** Data to examine follows **

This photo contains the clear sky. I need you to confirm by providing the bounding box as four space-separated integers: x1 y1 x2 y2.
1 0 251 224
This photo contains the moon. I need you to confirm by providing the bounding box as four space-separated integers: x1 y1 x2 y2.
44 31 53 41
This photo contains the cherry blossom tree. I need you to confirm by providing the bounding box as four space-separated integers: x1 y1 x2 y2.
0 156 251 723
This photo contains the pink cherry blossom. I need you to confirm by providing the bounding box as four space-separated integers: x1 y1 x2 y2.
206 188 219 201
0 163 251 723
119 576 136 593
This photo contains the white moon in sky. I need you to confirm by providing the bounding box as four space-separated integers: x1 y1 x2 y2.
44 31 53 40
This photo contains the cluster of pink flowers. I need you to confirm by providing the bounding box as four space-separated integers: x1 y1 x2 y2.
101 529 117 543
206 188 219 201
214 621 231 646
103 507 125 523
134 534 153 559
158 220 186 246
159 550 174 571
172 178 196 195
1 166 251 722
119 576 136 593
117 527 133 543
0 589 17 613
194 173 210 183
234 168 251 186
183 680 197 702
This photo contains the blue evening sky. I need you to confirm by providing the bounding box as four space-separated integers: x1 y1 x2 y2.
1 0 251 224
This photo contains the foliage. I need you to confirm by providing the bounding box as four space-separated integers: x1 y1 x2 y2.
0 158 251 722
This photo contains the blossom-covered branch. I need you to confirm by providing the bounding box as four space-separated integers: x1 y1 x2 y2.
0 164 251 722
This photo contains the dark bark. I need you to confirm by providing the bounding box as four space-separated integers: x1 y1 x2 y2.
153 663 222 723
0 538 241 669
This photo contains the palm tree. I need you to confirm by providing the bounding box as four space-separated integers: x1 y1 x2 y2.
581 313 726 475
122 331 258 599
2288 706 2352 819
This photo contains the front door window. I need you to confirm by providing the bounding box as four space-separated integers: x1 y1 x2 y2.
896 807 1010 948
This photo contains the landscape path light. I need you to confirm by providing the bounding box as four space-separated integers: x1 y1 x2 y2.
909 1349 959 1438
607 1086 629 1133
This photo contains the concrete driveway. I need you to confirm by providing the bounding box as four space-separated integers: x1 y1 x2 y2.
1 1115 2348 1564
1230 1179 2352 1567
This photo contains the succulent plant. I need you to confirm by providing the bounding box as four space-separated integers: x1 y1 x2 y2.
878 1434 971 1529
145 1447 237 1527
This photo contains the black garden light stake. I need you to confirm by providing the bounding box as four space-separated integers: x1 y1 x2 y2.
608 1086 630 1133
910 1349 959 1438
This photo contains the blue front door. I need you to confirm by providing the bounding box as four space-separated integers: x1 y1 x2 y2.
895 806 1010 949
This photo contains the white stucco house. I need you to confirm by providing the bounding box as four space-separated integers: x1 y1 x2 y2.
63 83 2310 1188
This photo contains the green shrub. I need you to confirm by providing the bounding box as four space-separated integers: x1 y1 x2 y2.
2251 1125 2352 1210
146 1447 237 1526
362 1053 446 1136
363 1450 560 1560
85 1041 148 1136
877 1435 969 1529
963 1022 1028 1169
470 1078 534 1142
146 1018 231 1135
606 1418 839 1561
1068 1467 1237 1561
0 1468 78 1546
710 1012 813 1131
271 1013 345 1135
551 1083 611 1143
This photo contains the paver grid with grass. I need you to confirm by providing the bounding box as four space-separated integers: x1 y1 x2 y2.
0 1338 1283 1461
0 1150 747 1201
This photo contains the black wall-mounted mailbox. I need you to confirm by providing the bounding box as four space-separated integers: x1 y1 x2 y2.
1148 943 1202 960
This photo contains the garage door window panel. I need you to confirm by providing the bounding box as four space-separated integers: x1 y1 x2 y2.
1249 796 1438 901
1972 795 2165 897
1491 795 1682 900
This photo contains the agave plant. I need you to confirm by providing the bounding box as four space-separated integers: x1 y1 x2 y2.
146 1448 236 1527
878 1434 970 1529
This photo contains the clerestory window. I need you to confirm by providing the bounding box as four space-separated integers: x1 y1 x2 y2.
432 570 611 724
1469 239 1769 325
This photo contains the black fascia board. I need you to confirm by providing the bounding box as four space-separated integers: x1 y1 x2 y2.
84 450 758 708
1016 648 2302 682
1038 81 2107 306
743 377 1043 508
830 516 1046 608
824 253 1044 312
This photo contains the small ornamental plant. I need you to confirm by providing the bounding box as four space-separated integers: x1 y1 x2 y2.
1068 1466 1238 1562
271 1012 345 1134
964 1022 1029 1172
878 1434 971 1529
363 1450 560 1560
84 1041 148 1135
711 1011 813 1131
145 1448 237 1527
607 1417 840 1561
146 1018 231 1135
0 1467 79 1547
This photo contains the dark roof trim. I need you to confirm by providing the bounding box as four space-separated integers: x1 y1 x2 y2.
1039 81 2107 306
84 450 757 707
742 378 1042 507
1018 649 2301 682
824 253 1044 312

** End of Data to examine **

All lines from the one containing "This photo contains the clerestory" through the end of the records, both ends included, are to be quoted exactly; please add nothing else.

This photo contains the clerestory window. I need you to confirm by providing the bounding box as four space-separated integers: x1 y1 x2 y2.
432 570 611 724
1469 239 1769 325
This photo contains the black fascia board. I need you to confirm by providing the bounding box as four space-separated integers: x1 y1 x2 y2.
84 450 758 708
1016 648 2302 682
1038 81 2107 306
743 377 1043 508
830 516 1046 608
824 253 1044 312
This photo contains the small ornamental plant. I need you to confirm by providing the bounding box as four space-separated integers: x1 y1 x2 y2.
1068 1466 1238 1562
271 1012 345 1134
964 1022 1029 1172
878 1434 971 1529
363 1450 560 1560
84 1041 148 1135
711 1011 813 1131
145 1448 237 1527
607 1417 840 1561
146 1018 231 1135
0 1467 79 1547
This photo contains the dark roof trim. I need you to confirm by providing the bounding box as four space-separated integers: x1 y1 x2 y2.
1039 81 2107 306
84 450 757 707
742 378 1042 507
1018 649 2301 682
824 253 1044 312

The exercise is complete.